*Excerpt provided:*
▼▼▼

A “digital wallet” is transforming Kenyan farmers’ finances

Microfinancing for farm supplies

The Agri-wallet, a digital payment system funded by loans from Rabo Foundation, was created to help African farmers increase their output. By keeping funds within the agricultural supply chain, the system creates “a secure form of microfinancing.”

Although the Agri-wallet was launched only two years ago, Ad Rietberg, one of the driving forces behind the digital payment system for smallholder farmers, has set a clear goal for himself for the next decade: increasing the system’s user base from 20,000 smallholder farmers in Kenya to 10 million users in 25 countries across Africa and Asia. Through earmarked loans provided by Rabo Foundation, transferred to a digital account, farmers can use their Agri-wallet to purchase seeds and fertilizer from participating stores and will also receive their income through their digital wallet. Rietberg: “This enables farmers to purchase higher-quality products and raise their income.”

In this conversation, Rietberg explains how Agri-wallet is already making finance more inclusive for smallholders in Kenya – even for ones who don’t have internet or smartphones.

What is the greatest benefit of the Agri-wallet?

The Agri-wallet provides financing to smallholder farmers who are of no commercial interest to major banks. Besides the amounts involved being too small, these farmers also tend to live in remote areas. The earnings from these loans are simply too insubstantial to justify the amount of time the banks need to invest in these customers. There’s a glaring shortage of loans for this group, involving a staggering amount of 400 billion dollars worldwide. In Africa and Asia, in particular, 50 to 60 percent of farmers lack the funds to purchase seeds, fertilizer, pesticides or crop insurance.

For this reason, they use seeds they produce themselves. These seeds are of an inferior quality, which leads to lower efficiency. Farmers also need to use the right fertilizer for each crop, but they often also lack the resources to purchase these. It is therefore preferable if farmers can buy high-quality products, not just because this will boost their income but also because it’s absolutely essential: the African population is set to double over the next three decades. This means farmers need to double their output on the same amount of land to prevent further degradation of forests.

▲▲▲

Pointing records
▼▼▼

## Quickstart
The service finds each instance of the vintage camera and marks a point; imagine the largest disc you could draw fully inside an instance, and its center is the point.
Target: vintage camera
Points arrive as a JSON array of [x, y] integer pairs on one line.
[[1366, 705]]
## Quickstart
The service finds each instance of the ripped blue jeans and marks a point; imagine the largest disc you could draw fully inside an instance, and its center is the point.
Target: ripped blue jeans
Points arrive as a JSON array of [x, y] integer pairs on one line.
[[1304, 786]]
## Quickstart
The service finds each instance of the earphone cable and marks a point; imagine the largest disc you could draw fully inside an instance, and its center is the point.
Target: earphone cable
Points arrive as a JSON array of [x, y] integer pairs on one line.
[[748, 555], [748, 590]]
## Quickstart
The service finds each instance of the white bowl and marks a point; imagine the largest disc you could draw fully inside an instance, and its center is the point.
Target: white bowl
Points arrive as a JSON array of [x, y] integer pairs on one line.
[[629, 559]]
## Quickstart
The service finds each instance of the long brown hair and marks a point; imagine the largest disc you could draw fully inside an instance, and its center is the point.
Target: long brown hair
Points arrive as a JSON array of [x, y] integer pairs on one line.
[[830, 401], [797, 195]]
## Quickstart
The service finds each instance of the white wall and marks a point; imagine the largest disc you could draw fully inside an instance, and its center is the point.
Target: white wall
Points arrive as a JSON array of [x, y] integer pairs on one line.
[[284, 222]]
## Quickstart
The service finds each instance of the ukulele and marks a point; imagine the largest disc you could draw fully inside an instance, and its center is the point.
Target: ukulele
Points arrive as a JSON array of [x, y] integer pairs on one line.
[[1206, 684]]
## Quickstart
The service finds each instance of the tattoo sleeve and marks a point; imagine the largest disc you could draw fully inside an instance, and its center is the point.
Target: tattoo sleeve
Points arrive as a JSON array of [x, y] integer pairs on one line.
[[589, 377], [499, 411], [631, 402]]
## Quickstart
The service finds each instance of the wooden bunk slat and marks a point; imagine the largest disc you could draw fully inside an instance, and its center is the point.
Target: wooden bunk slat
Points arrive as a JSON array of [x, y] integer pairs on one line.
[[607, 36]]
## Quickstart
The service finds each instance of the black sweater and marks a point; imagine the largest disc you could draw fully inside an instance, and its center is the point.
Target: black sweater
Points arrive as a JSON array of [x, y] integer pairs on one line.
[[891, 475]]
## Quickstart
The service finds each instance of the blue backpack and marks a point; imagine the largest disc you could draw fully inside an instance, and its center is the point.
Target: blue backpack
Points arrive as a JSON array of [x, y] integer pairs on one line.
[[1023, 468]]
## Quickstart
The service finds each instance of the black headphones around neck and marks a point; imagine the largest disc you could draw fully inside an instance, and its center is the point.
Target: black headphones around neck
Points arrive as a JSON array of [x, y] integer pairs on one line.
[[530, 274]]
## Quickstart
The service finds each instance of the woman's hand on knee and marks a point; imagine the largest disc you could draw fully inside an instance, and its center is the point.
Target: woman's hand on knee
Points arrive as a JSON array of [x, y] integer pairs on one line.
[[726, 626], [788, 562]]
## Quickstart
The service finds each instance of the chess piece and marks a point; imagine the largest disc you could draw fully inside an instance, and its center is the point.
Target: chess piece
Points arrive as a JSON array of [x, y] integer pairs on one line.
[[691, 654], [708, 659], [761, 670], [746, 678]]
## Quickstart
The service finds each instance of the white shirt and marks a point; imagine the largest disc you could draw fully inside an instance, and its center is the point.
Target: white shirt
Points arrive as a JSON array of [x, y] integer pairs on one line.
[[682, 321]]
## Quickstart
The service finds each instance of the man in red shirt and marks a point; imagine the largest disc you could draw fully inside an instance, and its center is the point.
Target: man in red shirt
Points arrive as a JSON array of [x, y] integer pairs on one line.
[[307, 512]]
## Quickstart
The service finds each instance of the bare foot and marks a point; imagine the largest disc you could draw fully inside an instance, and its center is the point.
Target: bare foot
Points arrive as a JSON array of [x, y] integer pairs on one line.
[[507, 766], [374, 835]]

▲▲▲

*Set tasks:*
• 1. Write out the passage of the Agri-wallet article from "In this conversation, Rietberg" to "internet or smartphones.".
• 2. Put the pointing rows, from their first line through the line that contains "[[830, 401], [797, 195]]", into a JSON list of strings with one string per line, leaving out blank lines.

*Problem solutions:*
• 1.
In this conversation, Rietberg explains how Agri-wallet is already making finance more inclusive for smallholders in Kenya – even for ones who don’t have internet or smartphones.

• 2.
[
  "## Quickstart",
  "The service finds each instance of the vintage camera and marks a point; imagine the largest disc you could draw fully inside an instance, and its center is the point.",
  "Target: vintage camera",
  "Points arrive as a JSON array of [x, y] integer pairs on one line.",
  "[[1366, 705]]",
  "## Quickstart",
  "The service finds each instance of the ripped blue jeans and marks a point; imagine the largest disc you could draw fully inside an instance, and its center is the point.",
  "Target: ripped blue jeans",
  "Points arrive as a JSON array of [x, y] integer pairs on one line.",
  "[[1304, 786]]",
  "## Quickstart",
  "The service finds each instance of the earphone cable and marks a point; imagine the largest disc you could draw fully inside an instance, and its center is the point.",
  "Target: earphone cable",
  "Points arrive as a JSON array of [x, y] integer pairs on one line.",
  "[[748, 555], [748, 590]]",
  "## Quickstart",
  "The service finds each instance of the white bowl and marks a point; imagine the largest disc you could draw fully inside an instance, and its center is the point.",
  "Target: white bowl",
  "Points arrive as a JSON array of [x, y] integer pairs on one line.",
  "[[629, 559]]",
  "## Quickstart",
  "The service finds each instance of the long brown hair and marks a point; imagine the largest disc you could draw fully inside an instance, and its center is the point.",
  "Target: long brown hair",
  "Points arrive as a JSON array of [x, y] integer pairs on one line.",
  "[[830, 401], [797, 195]]"
]